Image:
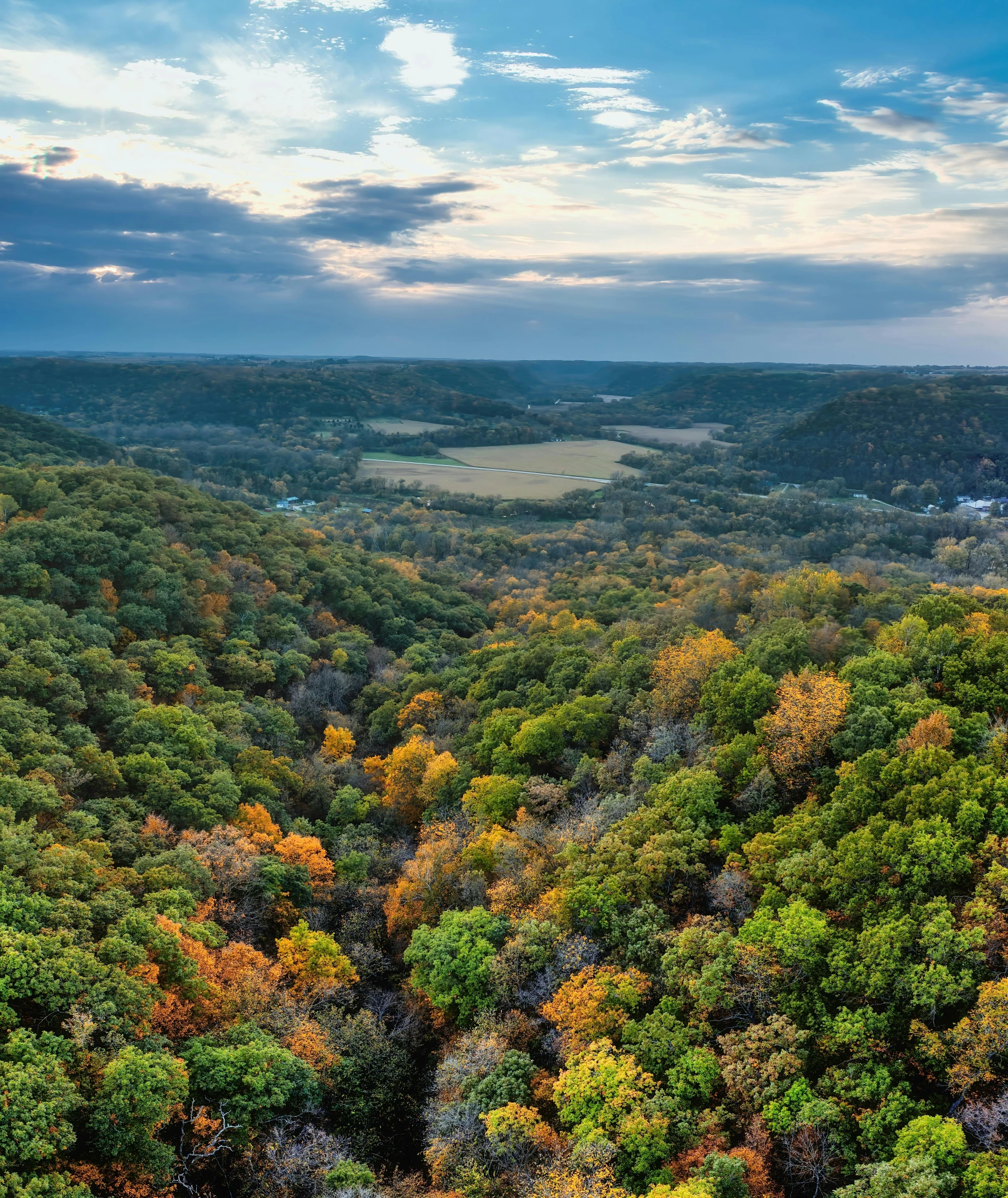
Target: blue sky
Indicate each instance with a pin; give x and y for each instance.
(608, 180)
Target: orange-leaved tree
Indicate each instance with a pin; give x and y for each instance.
(682, 670)
(596, 1002)
(308, 851)
(258, 826)
(809, 712)
(422, 710)
(314, 961)
(438, 777)
(430, 882)
(404, 772)
(930, 730)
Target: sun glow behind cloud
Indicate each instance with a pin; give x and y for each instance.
(272, 145)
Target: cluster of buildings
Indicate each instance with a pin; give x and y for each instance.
(982, 506)
(292, 503)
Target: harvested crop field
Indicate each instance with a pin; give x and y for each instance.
(406, 428)
(509, 484)
(581, 459)
(697, 435)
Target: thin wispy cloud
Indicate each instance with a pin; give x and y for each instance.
(71, 80)
(335, 5)
(699, 132)
(874, 77)
(323, 140)
(887, 123)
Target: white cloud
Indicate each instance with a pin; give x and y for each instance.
(614, 107)
(874, 77)
(979, 164)
(273, 93)
(887, 123)
(148, 88)
(593, 89)
(698, 131)
(430, 62)
(989, 106)
(337, 5)
(570, 77)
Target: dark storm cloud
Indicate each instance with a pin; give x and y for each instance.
(159, 231)
(375, 211)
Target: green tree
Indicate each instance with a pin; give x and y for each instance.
(453, 964)
(253, 1076)
(38, 1098)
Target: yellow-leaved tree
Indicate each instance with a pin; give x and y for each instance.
(809, 712)
(595, 1002)
(404, 772)
(314, 961)
(682, 670)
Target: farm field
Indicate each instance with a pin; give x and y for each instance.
(509, 484)
(671, 436)
(408, 428)
(580, 459)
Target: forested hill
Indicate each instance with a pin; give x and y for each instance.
(24, 438)
(753, 401)
(169, 561)
(138, 392)
(953, 434)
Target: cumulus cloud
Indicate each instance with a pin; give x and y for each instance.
(273, 93)
(875, 77)
(430, 64)
(887, 123)
(148, 86)
(701, 131)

#####

Problem to solve: Go through the listing above and return each line where the word "tree" occurs.

Response to this task:
Target: orange-leaved tree
Target: green tree
Target: yellow-leaved tree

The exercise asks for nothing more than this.